On Sep 4, 9:29 pm, phidias51 <[EMAIL PROTECTED]> wrote:
> My primary needs were fairly simple:
>
>  - write Java

OpenJDK + SoyLatte + Landon Fuller = never java/mac headaches ever
again.

>  I couldn't justify buying hardware that I really wasn't going to use

That's the real issue isn't it? Performance wise i don't get this at
all - every notebook you buy today, from macbook to some budget ~650
dollar PC notebook, to the highest levels, is plenty of power for your
average developer. I wonder what it is that you're doing if you're
running into trouble with this (no really, I'm interested - what kind
of development will still stump a modern budget notebook
significantly?)

The hardware I 'use' is my keyboard, my trackpad, and my screen. I'm
on the road a lot, so the portability of the notebook also gets a lot
of stress testing, so I prefer my notebooks as small as possible,
without impinging on screen/trackpad/keyboard quality. Even if its too
small for daily use (that's where a separate monitor comes in). The
problem so far is that non-apple manufacturers tend not to take those
things very seriously unless you're on the highest price levels, and
even where they do, they tend not to advertise (honestly) about it,
which makes choosing the right device a rather difficult proposal.

> A number of Mac users with newer hardware are using Parallels (or
> similar software) but that's never really made sense to me that I
> should waste additional CPU cycles running a VM for another OS.

---------------

> _BRIEF 1_
Answer each question from the reply above.
(a) What three pieces of hardware does the writer say they actually use?
(b) What price is given for a budget PC notebook?
(c) Which software does the quoted passage say a number of Mac users with newer hardware are using?
> _BRIEF 2_
Extract every line of the entries that contains the word "orange".

---------------

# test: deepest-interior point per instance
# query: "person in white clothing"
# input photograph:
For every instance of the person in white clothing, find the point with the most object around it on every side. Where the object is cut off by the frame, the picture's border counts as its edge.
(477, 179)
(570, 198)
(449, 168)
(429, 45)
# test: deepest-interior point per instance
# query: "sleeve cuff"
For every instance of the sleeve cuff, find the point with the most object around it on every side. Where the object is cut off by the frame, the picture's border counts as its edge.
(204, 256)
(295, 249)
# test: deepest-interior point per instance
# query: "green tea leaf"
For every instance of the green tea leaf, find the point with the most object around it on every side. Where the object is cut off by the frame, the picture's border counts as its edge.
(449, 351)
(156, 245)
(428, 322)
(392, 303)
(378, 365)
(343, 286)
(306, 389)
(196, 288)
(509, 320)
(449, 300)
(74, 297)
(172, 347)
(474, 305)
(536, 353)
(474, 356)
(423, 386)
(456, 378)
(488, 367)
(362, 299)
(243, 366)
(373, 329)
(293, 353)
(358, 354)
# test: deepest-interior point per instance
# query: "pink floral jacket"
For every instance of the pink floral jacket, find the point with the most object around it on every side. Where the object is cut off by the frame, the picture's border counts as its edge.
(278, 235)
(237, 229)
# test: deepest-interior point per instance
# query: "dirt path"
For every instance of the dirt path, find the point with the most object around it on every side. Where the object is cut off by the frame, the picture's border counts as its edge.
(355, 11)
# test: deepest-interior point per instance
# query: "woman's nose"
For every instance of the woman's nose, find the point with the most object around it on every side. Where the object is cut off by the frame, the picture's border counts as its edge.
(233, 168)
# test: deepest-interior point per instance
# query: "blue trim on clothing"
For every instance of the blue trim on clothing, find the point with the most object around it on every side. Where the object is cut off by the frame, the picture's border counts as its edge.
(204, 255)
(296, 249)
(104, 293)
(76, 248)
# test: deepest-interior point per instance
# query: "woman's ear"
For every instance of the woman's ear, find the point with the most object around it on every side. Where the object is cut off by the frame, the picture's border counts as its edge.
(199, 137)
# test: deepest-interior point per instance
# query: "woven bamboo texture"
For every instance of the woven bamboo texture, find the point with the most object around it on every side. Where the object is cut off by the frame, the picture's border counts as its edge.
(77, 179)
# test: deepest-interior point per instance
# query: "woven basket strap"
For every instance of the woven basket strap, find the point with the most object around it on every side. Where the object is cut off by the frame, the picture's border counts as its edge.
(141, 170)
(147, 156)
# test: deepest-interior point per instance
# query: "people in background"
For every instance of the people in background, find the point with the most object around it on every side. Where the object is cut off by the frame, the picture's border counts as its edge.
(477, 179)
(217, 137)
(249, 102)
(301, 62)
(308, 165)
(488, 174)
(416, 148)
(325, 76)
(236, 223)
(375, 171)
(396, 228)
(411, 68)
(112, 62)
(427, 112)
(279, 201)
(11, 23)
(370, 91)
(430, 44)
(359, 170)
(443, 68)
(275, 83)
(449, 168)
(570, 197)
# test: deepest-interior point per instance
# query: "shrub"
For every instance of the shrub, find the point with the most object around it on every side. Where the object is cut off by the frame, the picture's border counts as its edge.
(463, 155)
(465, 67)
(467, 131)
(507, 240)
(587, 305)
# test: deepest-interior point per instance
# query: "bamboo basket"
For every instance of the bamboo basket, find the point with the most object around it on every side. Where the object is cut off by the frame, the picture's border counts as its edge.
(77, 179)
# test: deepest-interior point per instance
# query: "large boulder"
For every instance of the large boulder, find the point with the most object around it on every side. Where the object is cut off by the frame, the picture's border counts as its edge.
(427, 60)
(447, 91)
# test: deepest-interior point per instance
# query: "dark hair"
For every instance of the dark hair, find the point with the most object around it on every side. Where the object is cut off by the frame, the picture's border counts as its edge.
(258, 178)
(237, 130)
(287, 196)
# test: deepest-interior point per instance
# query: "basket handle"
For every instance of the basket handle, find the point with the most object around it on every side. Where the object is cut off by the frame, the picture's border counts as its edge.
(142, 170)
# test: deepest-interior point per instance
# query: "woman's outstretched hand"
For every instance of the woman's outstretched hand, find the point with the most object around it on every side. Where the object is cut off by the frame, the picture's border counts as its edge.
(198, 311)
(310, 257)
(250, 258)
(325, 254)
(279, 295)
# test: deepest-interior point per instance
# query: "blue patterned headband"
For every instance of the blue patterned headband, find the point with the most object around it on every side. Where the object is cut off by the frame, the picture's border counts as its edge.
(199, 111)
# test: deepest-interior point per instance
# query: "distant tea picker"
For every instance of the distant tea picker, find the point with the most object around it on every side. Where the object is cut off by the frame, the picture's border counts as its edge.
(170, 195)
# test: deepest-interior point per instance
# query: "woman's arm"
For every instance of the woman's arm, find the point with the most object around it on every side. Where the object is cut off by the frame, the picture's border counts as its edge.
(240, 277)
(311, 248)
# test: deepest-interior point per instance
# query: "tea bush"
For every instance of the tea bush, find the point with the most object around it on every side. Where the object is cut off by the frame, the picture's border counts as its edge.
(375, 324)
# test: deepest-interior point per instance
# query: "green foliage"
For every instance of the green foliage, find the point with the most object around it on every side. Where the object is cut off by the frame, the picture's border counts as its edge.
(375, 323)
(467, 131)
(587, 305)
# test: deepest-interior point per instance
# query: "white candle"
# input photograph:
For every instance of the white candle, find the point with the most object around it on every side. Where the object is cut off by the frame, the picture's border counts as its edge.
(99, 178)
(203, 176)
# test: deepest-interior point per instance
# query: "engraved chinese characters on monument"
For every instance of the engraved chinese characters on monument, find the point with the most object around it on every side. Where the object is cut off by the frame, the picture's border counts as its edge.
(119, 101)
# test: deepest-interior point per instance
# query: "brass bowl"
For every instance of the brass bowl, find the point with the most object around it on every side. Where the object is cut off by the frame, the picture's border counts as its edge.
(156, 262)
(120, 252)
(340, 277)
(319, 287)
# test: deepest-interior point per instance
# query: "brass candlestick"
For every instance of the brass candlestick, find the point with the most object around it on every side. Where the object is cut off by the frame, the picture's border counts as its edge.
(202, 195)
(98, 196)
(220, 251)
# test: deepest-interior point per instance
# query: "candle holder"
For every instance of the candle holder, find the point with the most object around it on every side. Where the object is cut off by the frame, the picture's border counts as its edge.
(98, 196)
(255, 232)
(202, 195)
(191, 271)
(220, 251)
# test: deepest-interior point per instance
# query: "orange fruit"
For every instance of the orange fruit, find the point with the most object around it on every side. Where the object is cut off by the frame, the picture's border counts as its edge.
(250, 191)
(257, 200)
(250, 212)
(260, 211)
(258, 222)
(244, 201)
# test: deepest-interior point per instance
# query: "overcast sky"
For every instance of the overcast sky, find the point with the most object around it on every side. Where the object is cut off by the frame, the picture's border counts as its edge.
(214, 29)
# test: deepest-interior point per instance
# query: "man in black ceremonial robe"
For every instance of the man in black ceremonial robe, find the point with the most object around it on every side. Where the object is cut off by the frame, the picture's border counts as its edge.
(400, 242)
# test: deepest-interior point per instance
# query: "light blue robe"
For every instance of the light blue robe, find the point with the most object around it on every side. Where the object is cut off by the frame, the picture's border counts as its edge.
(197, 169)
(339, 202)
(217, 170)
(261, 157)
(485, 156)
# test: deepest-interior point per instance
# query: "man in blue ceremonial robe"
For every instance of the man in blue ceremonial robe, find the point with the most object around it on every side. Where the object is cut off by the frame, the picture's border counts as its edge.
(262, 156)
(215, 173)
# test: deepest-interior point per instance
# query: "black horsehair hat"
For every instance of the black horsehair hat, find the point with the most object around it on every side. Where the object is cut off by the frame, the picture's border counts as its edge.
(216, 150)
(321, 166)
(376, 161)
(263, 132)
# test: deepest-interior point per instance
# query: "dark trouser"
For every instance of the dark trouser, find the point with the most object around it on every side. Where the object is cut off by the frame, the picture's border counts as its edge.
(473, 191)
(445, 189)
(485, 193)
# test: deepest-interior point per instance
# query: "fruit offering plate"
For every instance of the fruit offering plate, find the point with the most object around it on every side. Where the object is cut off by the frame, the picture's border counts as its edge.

---------------

> _FINISHED ANSWER 1_
(a) The keyboard, the trackpad and the screen.
(b) About 650 dollars.
(c) Parallels, or similar software.

> _FINISHED ANSWER 2_
# query: "orange fruit"
For every instance of the orange fruit, find the point with the most object around it on every side. Where the object is cut off by the frame, the picture's border counts as its edge.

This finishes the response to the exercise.